[Texto de referencia]
+ + + + +
Artíulo de opinión de Rafael Cid publicado en el número de primavera de la revista Al Margen

Los amigos del Ateneo Al Margen, que tanto y bien hacen por la cultura libertaria con simpar tenacidad y enorme mérito, me piden un texto para el número de primavera de su revista bajo la rúbrica Distopía para un mundo imperfecto. Y la sugerencia me llega con una nota justificativa conteniendo como nexo argumental sendas ideas de las que modestamente me permito discrepar y sobre las que basaré mi aportación. La primera afecta a la Revolución Industrial como el momento en que se torció el curso positivo de la historia, presuponiendo que hasta entonces hubo un tiempo mejor.

Los amigos del Ateneo Al Margen, que tanto y bien hacen por la cultura libertaria con simpar tenacidad y enorme mérito, me piden un texto para el número de primavera de su revista bajo la rúbrica Distopía para un mundo imperfecto. Y la sugerencia me llega con una nota justificativa conteniendo como nexo argumental sendas ideas de las que modestamente me permito discrepar y sobre las que basaré mi aportación. La primera afecta a la Revolución Industrial como el momento en que se torció el curso positivo de la historia, presuponiendo que hasta entonces hubo un tiempo mejor. La segunda y concluyente estimula como manifiesto de supervivencia a <<seguir caminando hacia esas utopías siempre necesarias como referentes de nuestros actos>>. Creo, por el contrario, que por esa savia-vaivén, utopías-distopía, arbitrariamente conjugadas y amalgamadas, circula buena parte de cierto esquema maniqueo construido sobre el desideratum y la mitología escatológica. Desde esa perspectiva incurriríamos en el vicio clásico de la posición del observador que modifica el objeto observado. Principios de máximos, prejuicios proyectados como certezas que a menudo sofocan el anarquismo experimentado, que no es sino una teoría de la Justicia en plenitud de Libertad, no una <<ciencia subversiva>> como anunciaba una promo de RNtv con inmerecida fe de carbonero. Me explico.

Revolución y Utopía son dos conceptos abracadabrantes. Alfa y omega de un mismo sistema alternativo. El universo del Todo ya, aquí y ahora. El non plus ultra vital. Continente contenido. Significante significado. Y, en consecuencia, el eterno yunque de nuestra frustración. Ese ámbito cognitivo en el que el engreído Aquiles jamás es superado por la esforzada tortuga. Pero la condición Sísifo en sí misma no es algo rechazable, al contrario, implica voluntad de esperanza legada generacionalmente. El problema nace cuando Revolución y Utopía se convierten en consignas que envenenan nuestros sueños. Sueños de la razón que, como muestran los famosos grabados de Goya, tienen carácter dual. En cuanto fantasía abandonada a la razón, produce monstruos imposibles; unida a ella es madre de las artes y origen de las maravillas (copio la cita que explica las pinturas negras en el Museo del Prado).
+ + + + +
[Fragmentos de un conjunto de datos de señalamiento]
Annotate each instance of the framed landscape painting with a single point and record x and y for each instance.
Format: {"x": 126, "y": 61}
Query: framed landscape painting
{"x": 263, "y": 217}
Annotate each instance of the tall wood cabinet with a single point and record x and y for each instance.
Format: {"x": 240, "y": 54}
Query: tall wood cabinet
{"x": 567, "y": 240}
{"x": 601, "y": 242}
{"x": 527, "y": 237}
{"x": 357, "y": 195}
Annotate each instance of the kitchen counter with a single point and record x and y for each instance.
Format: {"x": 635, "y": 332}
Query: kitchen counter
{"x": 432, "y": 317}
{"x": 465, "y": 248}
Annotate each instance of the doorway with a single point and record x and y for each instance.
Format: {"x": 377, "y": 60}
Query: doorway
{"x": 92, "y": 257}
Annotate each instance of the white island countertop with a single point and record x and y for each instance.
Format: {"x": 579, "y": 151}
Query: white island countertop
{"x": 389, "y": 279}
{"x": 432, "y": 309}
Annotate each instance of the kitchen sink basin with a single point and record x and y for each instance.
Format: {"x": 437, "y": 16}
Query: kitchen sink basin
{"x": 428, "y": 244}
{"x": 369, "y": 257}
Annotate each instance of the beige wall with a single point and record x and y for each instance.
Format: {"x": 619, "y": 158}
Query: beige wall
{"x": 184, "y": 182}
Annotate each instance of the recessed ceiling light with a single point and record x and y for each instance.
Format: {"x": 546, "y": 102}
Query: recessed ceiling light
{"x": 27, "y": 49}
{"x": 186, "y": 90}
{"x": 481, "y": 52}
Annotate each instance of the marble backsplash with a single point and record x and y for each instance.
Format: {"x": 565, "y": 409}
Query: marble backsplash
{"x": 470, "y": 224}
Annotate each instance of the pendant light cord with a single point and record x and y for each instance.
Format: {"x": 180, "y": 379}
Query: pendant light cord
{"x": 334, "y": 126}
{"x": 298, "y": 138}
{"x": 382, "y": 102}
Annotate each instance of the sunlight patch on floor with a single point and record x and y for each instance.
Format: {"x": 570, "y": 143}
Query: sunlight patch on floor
+ + + + +
[Tareas por realizar]
1. Transcribe del artículo de opinión el fragmento que empieza en "Revolución y Utopía son" y termina en "Museo del Prado).".
2. Según el artículo de opinión, ¿por qué la condición Sísifo no es algo rechazable? Responde en una a tres oraciones.
Todo lo que se pida debe resolverse únicamente con el artículo de opinión.

[Respuestas del ejercicio]
1.
Revolución y Utopía son dos conceptos abracadabrantes. Alfa y omega de un mismo sistema alternativo. El universo del Todo ya, aquí y ahora. El non plus ultra vital. Continente contenido. Significante significado. Y, en consecuencia, el eterno yunque de nuestra frustración. Ese ámbito cognitivo en el que el engreído Aquiles jamás es superado por la esforzada tortuga. Pero la condición Sísifo en sí misma no es algo rechazable, al contrario, implica voluntad de esperanza legada generacionalmente. El problema nace cuando Revolución y Utopía se convierten en consignas que envenenan nuestros sueños. Sueños de la razón que, como muestran los famosos grabados de Goya, tienen carácter dual. En cuanto fantasía abandonada a la razón, produce monstruos imposibles; unida a ella es madre de las artes y origen de las maravillas (copio la cita que explica las pinturas negras en el Museo del Prado).

2. La condición Sísifo no es rechazable porque implica voluntad de esperanza legada generacionalmente.